TASK DETAILS:
Among the entries below, only the lines from the one with "Scan for river bank." through the one with "Scan for bridge deck." are wanted, reproduced exactly. Pictures are not wanted.

----------------------------------------

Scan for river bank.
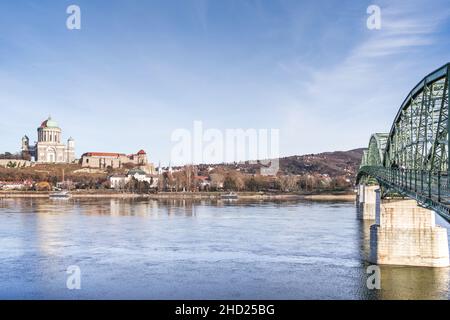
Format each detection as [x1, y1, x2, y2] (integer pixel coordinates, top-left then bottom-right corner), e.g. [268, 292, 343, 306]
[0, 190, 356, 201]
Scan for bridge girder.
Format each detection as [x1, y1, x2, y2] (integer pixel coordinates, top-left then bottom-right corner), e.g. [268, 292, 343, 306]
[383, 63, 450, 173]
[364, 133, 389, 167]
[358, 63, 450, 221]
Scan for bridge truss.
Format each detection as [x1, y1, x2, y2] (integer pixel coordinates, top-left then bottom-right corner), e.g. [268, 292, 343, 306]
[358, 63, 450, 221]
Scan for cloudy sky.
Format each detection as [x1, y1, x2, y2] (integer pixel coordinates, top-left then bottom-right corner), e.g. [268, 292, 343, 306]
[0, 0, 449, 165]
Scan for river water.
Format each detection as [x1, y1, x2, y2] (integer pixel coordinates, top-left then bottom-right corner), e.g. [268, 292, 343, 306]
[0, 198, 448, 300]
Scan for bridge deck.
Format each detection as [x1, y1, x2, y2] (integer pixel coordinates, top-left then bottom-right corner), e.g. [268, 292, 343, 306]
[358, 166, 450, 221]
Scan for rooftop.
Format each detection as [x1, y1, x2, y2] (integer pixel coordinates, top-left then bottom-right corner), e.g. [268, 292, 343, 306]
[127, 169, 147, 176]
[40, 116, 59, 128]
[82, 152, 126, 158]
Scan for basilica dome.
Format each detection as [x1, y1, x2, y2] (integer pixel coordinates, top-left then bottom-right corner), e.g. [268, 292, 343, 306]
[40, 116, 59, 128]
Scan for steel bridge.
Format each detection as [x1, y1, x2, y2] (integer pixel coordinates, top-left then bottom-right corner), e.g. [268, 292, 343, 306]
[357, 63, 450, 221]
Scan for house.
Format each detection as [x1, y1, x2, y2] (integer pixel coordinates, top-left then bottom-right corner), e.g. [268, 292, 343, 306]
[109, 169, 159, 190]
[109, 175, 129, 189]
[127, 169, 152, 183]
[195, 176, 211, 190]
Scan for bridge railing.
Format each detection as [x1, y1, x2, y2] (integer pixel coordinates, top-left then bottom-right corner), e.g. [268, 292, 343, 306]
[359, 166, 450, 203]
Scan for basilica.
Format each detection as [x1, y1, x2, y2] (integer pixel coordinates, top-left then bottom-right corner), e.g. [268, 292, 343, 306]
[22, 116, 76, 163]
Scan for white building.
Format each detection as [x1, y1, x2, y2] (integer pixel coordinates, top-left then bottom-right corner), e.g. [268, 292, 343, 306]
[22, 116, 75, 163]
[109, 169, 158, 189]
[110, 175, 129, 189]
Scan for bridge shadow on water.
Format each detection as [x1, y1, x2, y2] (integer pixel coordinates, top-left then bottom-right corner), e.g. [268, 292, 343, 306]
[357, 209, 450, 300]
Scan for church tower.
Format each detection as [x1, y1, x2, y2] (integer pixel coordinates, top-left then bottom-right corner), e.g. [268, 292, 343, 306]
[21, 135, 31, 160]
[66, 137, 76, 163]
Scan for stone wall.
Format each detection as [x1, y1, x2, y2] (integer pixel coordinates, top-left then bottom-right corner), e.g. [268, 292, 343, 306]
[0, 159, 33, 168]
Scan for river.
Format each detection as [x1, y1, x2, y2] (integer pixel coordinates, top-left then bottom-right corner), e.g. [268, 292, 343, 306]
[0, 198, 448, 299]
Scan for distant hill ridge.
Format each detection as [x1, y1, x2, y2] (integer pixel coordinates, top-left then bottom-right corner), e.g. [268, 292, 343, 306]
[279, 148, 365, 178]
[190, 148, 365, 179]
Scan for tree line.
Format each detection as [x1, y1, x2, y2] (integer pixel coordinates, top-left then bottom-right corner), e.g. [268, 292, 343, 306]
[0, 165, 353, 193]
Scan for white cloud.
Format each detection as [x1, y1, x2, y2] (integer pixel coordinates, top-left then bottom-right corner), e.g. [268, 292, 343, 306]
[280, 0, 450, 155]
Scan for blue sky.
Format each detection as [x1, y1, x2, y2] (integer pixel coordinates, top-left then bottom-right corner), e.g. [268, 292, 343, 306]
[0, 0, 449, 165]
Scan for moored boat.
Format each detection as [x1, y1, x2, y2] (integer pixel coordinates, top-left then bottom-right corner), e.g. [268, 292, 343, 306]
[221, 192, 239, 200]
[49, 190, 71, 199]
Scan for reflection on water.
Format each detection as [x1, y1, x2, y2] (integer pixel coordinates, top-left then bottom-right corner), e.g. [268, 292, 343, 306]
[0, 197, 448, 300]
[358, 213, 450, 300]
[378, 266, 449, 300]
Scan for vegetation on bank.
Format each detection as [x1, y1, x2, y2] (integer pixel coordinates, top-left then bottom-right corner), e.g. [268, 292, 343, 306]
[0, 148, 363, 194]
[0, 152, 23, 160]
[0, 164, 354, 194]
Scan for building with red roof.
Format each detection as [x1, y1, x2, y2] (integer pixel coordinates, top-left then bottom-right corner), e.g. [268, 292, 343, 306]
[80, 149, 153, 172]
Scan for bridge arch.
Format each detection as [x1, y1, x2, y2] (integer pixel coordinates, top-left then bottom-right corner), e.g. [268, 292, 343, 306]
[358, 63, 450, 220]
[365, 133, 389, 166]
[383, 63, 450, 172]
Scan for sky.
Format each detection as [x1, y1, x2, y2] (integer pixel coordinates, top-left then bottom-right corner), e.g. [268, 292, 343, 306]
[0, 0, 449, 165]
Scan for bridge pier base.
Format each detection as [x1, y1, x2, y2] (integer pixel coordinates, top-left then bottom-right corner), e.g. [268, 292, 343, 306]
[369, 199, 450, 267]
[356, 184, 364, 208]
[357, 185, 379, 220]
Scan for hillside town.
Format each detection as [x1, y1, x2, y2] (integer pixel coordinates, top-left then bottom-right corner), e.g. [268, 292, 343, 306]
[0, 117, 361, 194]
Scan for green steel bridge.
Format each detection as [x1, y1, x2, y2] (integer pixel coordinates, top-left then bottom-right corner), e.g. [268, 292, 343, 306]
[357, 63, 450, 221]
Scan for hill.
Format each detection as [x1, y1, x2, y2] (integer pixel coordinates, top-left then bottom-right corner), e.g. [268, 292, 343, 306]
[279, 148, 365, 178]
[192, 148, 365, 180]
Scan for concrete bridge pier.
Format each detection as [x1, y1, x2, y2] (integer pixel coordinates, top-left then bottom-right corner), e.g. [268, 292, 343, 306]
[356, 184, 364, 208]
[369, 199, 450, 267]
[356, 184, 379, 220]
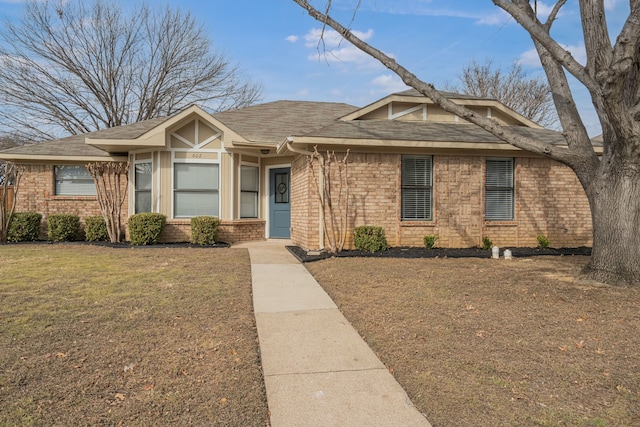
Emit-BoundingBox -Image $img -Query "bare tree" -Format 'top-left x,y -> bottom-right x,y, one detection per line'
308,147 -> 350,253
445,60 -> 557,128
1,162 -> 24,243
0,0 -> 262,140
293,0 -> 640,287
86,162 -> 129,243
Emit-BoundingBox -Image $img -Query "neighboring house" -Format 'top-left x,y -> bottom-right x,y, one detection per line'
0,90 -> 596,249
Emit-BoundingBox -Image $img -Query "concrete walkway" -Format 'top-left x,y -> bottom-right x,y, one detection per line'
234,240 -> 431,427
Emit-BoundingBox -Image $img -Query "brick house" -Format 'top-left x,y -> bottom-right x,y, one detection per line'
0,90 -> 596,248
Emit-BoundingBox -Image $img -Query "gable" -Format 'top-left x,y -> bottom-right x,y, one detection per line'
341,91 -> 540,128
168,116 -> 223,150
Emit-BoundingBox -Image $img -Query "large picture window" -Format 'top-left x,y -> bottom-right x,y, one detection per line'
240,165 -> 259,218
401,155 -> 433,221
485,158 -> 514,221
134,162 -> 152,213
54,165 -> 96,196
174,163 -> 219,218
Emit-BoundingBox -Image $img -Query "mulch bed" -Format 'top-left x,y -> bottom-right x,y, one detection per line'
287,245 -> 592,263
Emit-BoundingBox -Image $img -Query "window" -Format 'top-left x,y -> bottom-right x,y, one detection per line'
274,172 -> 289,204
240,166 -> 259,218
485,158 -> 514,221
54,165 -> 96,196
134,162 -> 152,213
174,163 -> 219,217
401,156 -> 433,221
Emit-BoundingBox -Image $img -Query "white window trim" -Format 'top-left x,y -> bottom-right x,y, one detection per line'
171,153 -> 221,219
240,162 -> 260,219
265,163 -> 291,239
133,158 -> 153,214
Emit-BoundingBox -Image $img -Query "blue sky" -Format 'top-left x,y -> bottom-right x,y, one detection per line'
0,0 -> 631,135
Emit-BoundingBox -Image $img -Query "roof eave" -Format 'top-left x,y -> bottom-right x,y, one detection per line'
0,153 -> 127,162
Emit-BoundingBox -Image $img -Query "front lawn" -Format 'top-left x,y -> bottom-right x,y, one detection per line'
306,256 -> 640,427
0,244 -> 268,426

----------------------------------------

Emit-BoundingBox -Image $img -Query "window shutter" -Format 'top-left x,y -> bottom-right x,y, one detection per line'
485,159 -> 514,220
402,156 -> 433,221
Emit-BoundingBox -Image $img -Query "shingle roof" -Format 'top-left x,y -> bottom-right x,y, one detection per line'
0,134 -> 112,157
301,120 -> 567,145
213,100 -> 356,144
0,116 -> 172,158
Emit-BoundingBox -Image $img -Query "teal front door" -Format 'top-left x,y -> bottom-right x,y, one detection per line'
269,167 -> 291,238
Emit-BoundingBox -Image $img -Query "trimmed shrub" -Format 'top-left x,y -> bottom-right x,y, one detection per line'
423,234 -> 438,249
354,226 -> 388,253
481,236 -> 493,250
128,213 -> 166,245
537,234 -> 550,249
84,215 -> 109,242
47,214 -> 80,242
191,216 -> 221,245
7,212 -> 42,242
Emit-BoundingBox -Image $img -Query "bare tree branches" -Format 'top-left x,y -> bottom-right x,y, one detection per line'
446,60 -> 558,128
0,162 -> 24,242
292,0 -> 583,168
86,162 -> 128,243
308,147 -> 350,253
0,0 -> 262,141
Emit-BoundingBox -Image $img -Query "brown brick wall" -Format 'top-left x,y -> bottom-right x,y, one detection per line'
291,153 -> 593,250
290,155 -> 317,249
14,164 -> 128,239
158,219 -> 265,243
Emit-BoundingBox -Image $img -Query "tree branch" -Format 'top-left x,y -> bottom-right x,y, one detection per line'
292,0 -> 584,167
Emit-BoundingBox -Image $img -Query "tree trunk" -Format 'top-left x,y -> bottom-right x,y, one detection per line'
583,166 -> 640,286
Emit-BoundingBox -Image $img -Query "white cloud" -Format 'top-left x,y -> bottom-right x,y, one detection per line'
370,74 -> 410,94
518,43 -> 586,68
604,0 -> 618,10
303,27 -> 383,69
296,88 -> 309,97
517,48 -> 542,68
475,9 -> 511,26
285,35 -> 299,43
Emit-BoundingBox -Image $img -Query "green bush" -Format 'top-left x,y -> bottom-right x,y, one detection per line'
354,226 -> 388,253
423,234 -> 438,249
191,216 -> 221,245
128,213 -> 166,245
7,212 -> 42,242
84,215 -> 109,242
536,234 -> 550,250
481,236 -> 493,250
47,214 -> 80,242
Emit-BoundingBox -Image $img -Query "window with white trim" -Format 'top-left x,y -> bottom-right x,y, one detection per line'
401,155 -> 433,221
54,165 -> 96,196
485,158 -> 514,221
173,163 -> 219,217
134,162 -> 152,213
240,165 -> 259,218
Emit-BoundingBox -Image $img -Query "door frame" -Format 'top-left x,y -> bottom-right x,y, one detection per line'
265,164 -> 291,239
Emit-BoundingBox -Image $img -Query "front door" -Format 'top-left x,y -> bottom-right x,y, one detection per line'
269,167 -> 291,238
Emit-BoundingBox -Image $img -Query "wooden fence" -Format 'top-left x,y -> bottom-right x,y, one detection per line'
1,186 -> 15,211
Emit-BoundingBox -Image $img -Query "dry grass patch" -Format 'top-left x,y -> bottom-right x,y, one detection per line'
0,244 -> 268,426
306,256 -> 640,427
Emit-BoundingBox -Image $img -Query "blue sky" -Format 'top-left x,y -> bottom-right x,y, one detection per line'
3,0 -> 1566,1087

----------------------------------------

TASK ANSWER:
Scan for river bank.
Format each detection as [x1, y1, x2, y2] (integer pixel coordinates, top-left then bottom-right corner), e.g. [268, 292, 343, 306]
[0, 190, 356, 201]
Scan for bridge girder.
Format each detection as [x1, y1, x2, y2] (integer pixel coordinates, top-left then bottom-right corner), e.g. [268, 292, 343, 306]
[383, 63, 450, 173]
[364, 133, 389, 167]
[358, 63, 450, 221]
Scan for bridge truss.
Format each detection as [x1, y1, x2, y2] (integer pixel coordinates, top-left then bottom-right corner), e.g. [268, 292, 343, 306]
[358, 63, 450, 221]
Scan for cloudy sky.
Format each detection as [x1, y1, x2, y2] (integer pixel coordinates, top-left then bottom-right corner), e.g. [268, 292, 343, 306]
[0, 0, 449, 165]
Scan for river water.
Format each detection as [x1, y1, x2, y2] (integer pixel coordinates, top-left then bottom-right corner), e.g. [268, 292, 343, 306]
[0, 198, 448, 300]
Scan for bridge deck.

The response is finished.